**Given passage:**
○ ○ ○

For a film that desires to be defined by its technical achievements, Stone's history and behavior are largely handled verbally; while Cuarón wisely chooses not to intercut sections of flashback that would surely break the swaying weightlessness of motion, Gravity has no chance at succeeding as a character study in this way. Tension is always situational, creeping through the clunky sections of speech in the sense that the trajectory of debris is beyond human control. Cuarón attempts to transcend humanity's eternal quandaries and fears (fully instilled in Stone) through a shift in mentality that culminates in a tranquil scene where Dr. Stone secures an airlock, strips off her suit, and curls into the fetal position. As her body softly spins clockwise, the camera holds on her figure for several seconds. Whether or not it's an intentional nod to the final image of Kubrick's 2001 is to be debated, but the striking shot identifies Stone's coming rebirth without emotional depth. Astrophysicist Neil deGrasse Tyson may decry the scientific inaccuracies (primarily, the differing orbits of the International Space Station and Hubble Telescope), but character physics are more out of whack; Dr. Stone's miraculous course towards an escape pod is a validation of her video game-like invincibility. Additionally bothersome is Kowalski's perpetual lock in unrealistic intrepidity. Gravity's dizzying visual orbit may be a force of attraction to prompt its viewers to reassess their own sense of proportion in the universe, but the film does not adequately explore the characters' inner space, ignoring transcendent thematic qualities that have been associated with previous cinematic explorations; this is just the first movie-game in outer space. But perhaps time will again alter that assessment.

○ ○ ○

**Supplied data:**
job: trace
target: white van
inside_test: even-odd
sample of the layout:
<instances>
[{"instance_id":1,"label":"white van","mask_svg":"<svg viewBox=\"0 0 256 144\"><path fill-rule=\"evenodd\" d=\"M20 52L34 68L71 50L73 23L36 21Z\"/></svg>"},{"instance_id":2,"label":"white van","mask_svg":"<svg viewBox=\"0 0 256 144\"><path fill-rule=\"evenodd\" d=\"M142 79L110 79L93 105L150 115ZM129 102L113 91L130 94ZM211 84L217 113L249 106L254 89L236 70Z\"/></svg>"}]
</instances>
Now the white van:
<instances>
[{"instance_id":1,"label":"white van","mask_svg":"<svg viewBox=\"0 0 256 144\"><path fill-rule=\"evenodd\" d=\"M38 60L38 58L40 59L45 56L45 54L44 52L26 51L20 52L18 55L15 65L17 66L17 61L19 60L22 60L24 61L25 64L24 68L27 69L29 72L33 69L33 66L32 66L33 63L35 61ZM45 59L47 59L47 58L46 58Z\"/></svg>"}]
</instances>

○ ○ ○

**Tasks to perform:**
[1] According to the Gravity review, what scientific inaccuracy might Neil deGrasse Tyson primarily decry?
[2] Based on the Gravity review, why does Cuarón choose not to intercut flashback sections?
[3] List every person or character named in the Gravity review.

**Your responses:**
[1] The differing orbits of the International Space Station and the Hubble Telescope.

[2] Intercut flashbacks would surely break the film's swaying weightlessness of motion. Leaving them out means Stone's history and behavior are handled verbally instead.

[3] Stone, Cuarón, Kubrick, Neil deGrasse Tyson, Kowalski